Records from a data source
------------------------------------------------------------------------

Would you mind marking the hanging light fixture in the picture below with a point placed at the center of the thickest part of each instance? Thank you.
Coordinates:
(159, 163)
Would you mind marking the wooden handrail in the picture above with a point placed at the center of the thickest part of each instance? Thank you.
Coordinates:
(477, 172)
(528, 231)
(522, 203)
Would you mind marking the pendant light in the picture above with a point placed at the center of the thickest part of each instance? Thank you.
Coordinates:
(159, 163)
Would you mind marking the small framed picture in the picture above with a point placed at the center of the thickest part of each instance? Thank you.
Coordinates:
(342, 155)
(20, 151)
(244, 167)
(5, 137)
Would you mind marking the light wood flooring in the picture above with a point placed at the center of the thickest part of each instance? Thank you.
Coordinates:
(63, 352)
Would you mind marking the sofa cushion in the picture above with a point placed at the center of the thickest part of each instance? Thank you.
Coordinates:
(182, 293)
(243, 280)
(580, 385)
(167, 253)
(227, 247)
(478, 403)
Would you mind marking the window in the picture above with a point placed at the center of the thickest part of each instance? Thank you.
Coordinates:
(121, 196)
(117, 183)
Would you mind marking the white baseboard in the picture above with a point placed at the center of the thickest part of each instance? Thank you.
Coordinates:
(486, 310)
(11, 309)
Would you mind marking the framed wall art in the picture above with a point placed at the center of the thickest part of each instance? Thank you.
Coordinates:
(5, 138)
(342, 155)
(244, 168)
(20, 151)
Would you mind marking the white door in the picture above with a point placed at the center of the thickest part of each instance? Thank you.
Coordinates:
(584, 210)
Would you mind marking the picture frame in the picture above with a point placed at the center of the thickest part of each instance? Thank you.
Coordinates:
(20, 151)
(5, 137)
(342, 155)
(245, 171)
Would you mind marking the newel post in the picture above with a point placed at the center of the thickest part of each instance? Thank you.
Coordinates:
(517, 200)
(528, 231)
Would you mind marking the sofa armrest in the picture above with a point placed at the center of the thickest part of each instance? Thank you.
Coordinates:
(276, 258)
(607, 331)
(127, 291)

------------------------------------------------------------------------

Written problem>
Print all the data exactly.

Complete answer>
Would you mind marking the hanging light fixture in the picture below with a point placed at the center of the thickest part of each instance? Thank you.
Coordinates:
(159, 163)
Would you mind marking the wooden handrail in the picture above with a point placed at the center of the thickest part of each instance? Thank you.
Coordinates:
(477, 172)
(528, 231)
(522, 203)
Would you mind marking the pendant light in the picture above with a point placed at the center of the thickest part of each instance? Thank you.
Coordinates:
(159, 163)
Would you mind marking the small framed picture in the picture above with a point placed at the center of the thickest part of each instance? Thank you.
Coordinates:
(342, 155)
(20, 151)
(244, 167)
(5, 137)
Would you mind marking the light wood flooring in the picture above with a point placed at the center of the thickest part of each instance? Thank you.
Coordinates:
(63, 352)
Would you mind marking the sofa cushion in the picture above with a point placed at the center of the thickest part of each instance? Thank you.
Coordinates:
(182, 293)
(243, 280)
(580, 385)
(167, 253)
(227, 247)
(478, 403)
Would you mind marking the window in the picture above with a point placed at the center of the thickest part of each instance? Thank you.
Coordinates:
(121, 196)
(117, 183)
Would you mind marking the white baseboard in the picture above with a point placed at the center of the thickest part of each instance? Thank you.
Coordinates:
(486, 310)
(11, 309)
Would you mind marking the framed wall art in the picture above with a point placed at the center of the thickest part of each instance? Thank you.
Coordinates:
(5, 138)
(342, 155)
(244, 168)
(20, 151)
Would you mind marking the white door in the picture above with a point placed at the center of the thickest part of each instance? Thank you.
Coordinates:
(584, 210)
Would you mind marking the picture frame in the picture above with a point placed at the center of the thickest part of each instance? Thank you.
Coordinates:
(20, 151)
(5, 137)
(342, 155)
(245, 171)
Would you mind marking the newel post in the picture above with a point placed at the center of the thickest part of each instance? Thank you.
Coordinates:
(517, 200)
(528, 231)
Would you mind marking the sofa armrest in the picture above with a point placed at the center of the thickest part of each instance? Thank you.
Coordinates:
(276, 258)
(607, 331)
(127, 291)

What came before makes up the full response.